Description of the task: Can you copy the post below about the Steelonious show word for word, from "Epistrophy anticipates trumpeter" to "jaunty tempo. Slower."?

----- Passage provided -----

Tag Archives: Barbès

Steelonious: Taking the Piano out of Monk Tunes

In my phone I have a fake book in pdf format, with hand-printed lead sheets for almost 70 Thelonious Monk (1917-1982) compositions, from Ask Me Now to Worry Later. I’m trying to learn them.

So two Sundays ago my friend Marian Eines (of the brass band Zlatne Uste) and I met up at Barbès (small music room that often features brass bands) in Brooklyn for Mike Neer on lap steel guitar with music from his album Steelonious. Thelonious played piano.

Monk compositions are jazz essentials — the canon inside the canon — and Steelonious sings them with new voices and dances to different beats.

Epistrophy anticipates trumpeter Lee Morgan’s Sidewinder (a generation later). Ask Me Now has a sweet coda. In Off Minor, drummer Diego Voglino seems to conjure Gene Krupa. Nutty is a reggae. I Mean You is “Texas style,” in Neer’s words, and Round Midnight is “soft and pretty” with a wisp of Hawaii.

Just when I decide that Neer’s steel soars above and guitarist Nate Radley stays more rhythmic, they switch. Matt Lavoca on bass responds to everyone, always adjusting. Steelonious blows new air through Monk’s tunes.

Straight No Chaser has a march beat, Misterioso a bossa. The steel and the guitar divide the melody between them. To close, they play In Walked Bud but not at the original jaunty tempo. Slower.

Soon I’ll go to the Jazz Gallery for guitarist Miles Okazaki, whose solo album Work: The Complete Compositions of Thelonious Monk, has iron — not steel — on the cover. It’s a picture of train tracks crossing in Rocky Mount, NC, where Monk grew up.

----- Dataset excerpts -----

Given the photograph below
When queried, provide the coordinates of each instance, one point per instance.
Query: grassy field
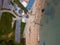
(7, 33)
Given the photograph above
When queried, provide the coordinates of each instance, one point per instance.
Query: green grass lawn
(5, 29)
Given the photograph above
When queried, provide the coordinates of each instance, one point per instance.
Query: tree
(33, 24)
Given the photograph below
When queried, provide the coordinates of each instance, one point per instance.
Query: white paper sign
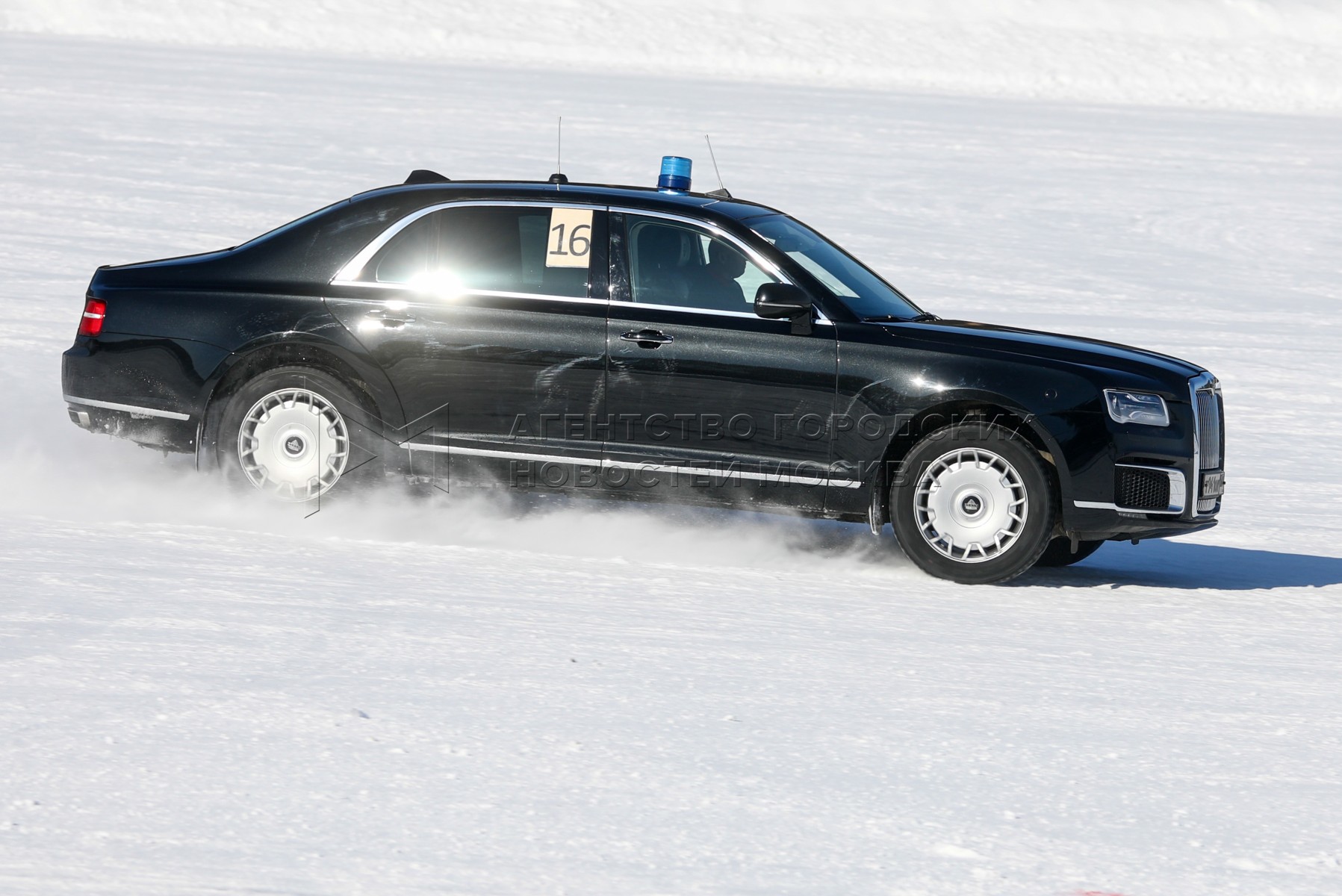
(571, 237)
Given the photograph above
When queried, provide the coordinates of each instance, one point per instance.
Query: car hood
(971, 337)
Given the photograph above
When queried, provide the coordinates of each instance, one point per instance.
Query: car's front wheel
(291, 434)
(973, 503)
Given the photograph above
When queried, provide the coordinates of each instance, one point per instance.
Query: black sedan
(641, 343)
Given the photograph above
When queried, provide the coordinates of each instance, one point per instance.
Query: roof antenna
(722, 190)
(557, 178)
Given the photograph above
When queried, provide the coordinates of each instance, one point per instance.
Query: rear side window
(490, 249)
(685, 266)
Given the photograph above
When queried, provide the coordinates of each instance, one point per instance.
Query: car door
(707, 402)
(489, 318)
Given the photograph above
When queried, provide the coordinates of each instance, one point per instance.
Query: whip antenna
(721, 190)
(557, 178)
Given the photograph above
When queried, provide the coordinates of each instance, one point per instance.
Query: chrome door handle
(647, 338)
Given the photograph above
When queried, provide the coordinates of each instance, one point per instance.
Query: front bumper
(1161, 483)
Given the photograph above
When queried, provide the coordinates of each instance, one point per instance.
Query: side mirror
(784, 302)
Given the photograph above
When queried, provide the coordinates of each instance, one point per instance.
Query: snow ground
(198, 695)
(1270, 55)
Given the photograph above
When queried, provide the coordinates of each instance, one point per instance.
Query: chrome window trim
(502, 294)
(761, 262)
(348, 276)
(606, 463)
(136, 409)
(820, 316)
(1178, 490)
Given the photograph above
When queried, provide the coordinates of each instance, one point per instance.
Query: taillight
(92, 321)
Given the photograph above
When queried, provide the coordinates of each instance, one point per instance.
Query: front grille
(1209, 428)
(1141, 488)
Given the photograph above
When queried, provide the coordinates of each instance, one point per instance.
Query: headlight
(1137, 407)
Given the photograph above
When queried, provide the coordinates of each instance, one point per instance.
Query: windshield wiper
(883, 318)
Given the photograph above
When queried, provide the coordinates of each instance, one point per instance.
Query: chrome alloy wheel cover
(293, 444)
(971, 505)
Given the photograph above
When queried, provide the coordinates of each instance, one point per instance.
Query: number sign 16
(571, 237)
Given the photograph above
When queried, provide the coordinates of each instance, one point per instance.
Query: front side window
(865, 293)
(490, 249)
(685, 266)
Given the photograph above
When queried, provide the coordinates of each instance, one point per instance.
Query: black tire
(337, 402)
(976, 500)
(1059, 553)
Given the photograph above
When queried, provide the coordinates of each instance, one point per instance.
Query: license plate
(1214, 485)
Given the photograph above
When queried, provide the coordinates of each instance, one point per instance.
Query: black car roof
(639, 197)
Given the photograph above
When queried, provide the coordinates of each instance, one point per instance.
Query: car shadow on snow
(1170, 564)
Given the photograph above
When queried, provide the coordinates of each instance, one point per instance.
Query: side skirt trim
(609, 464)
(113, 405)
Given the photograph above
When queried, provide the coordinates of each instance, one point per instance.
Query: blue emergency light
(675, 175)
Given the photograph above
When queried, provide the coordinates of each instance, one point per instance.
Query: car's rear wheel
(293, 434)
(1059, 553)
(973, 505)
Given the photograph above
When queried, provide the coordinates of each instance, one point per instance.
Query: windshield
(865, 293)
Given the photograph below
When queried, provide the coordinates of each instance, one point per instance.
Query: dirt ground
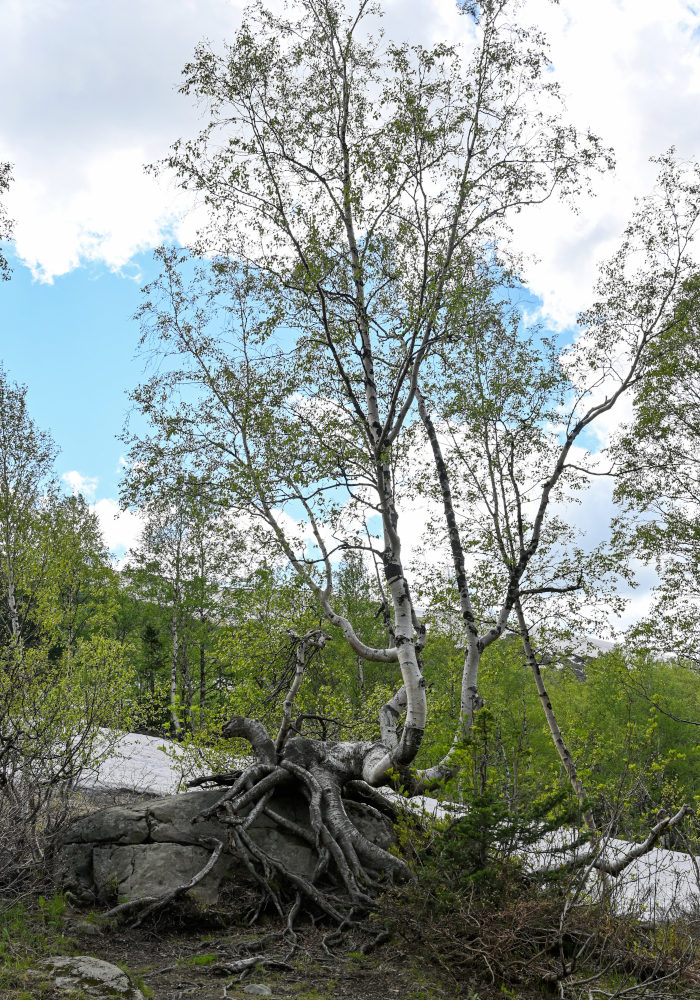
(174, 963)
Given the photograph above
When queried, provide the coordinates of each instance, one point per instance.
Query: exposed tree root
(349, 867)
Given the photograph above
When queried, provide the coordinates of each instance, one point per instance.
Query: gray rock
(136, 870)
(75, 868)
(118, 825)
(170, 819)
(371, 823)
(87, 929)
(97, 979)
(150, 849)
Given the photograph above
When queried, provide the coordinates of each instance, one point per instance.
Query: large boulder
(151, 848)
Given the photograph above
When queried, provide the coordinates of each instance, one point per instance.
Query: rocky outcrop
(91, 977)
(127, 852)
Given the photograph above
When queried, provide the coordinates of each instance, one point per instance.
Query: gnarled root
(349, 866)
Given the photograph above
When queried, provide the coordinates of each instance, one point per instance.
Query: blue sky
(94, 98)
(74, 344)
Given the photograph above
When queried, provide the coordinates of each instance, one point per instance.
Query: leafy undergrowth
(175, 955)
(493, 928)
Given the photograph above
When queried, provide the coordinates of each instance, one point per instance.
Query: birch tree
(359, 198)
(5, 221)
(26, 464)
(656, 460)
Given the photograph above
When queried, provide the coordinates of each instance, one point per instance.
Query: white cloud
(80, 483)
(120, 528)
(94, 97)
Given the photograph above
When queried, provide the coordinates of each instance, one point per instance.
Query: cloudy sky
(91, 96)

-----
----- Dataset excerpts -----

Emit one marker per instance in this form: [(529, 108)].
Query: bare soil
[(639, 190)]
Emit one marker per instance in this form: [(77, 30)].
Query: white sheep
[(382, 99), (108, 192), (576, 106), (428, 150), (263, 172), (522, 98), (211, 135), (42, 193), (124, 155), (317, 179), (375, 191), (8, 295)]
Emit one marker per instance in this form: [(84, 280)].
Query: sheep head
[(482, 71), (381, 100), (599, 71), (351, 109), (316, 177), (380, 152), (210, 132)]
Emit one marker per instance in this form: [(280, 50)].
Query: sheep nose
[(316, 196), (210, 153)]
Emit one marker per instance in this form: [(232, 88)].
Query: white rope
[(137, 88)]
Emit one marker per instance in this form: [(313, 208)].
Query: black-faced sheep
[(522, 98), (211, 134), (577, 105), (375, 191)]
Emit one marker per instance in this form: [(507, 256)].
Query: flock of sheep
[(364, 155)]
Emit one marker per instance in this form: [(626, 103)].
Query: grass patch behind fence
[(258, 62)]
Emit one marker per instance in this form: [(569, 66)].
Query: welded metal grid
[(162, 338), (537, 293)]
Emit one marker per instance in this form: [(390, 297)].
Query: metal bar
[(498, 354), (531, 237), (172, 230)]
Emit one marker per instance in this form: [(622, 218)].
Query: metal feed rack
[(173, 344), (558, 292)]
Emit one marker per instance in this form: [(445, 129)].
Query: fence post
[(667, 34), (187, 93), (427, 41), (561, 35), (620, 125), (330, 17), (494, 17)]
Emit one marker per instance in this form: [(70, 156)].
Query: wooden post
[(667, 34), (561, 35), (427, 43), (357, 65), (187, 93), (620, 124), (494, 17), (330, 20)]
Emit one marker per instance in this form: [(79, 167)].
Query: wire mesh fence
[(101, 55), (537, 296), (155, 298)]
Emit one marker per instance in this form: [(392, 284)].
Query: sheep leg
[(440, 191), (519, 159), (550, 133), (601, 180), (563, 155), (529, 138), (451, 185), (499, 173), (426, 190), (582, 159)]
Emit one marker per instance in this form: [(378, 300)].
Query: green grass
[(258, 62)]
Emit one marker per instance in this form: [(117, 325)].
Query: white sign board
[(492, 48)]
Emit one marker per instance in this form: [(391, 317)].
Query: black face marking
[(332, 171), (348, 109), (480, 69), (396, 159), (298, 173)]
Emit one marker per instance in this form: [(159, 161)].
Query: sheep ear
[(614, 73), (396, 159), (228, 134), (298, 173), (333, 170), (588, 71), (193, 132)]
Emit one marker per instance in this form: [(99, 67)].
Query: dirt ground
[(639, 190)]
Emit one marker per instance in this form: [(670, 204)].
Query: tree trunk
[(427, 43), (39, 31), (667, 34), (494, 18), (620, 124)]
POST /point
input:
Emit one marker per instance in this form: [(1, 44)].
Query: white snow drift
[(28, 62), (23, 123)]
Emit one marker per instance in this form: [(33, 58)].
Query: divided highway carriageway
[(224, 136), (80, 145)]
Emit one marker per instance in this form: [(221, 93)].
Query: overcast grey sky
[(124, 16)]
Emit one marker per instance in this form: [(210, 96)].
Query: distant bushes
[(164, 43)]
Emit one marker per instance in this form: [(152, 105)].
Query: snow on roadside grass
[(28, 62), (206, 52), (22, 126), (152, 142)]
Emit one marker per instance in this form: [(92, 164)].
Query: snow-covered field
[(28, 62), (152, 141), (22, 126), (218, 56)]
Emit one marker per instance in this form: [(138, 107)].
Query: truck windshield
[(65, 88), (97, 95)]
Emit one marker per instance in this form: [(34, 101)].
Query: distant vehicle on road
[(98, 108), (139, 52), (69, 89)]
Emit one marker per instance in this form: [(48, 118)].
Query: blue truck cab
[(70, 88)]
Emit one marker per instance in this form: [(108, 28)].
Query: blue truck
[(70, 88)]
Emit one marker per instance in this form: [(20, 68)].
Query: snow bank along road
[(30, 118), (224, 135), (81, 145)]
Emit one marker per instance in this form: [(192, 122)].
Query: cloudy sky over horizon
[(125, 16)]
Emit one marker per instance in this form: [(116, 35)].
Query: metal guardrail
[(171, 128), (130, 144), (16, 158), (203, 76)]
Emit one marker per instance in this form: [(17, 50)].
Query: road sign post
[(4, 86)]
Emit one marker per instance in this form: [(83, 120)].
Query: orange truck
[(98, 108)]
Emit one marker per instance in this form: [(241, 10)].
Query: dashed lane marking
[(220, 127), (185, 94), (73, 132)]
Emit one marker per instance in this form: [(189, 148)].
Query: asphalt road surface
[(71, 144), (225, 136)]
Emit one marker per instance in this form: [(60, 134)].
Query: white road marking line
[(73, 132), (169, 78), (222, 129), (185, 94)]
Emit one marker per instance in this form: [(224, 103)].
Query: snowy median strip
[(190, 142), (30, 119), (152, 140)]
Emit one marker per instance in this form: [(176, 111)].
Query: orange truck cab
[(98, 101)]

-----
----- Dataset excerpts -----

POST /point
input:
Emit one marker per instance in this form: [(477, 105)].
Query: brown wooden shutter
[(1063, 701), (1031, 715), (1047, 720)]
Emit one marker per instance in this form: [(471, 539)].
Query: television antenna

-----

Solution to this exercise:
Epistrophy anticipates trumpeter Lee Morgan’s Sidewinder (a generation later). Ask Me Now has a sweet coda. In Off Minor, drummer Diego Voglino seems to conjure Gene Krupa. Nutty is a reggae. I Mean You is “Texas style,” in Neer’s words, and Round Midnight is “soft and pretty” with a wisp of Hawaii.

Just when I decide that Neer’s steel soars above and guitarist Nate Radley stays more rhythmic, they switch. Matt Lavoca on bass responds to everyone, always adjusting. Steelonious blows new air through Monk’s tunes.

Straight No Chaser has a march beat, Misterioso a bossa. The steel and the guitar divide the melody between them. To close, they play In Walked Bud but not at the original jaunty tempo. Slower.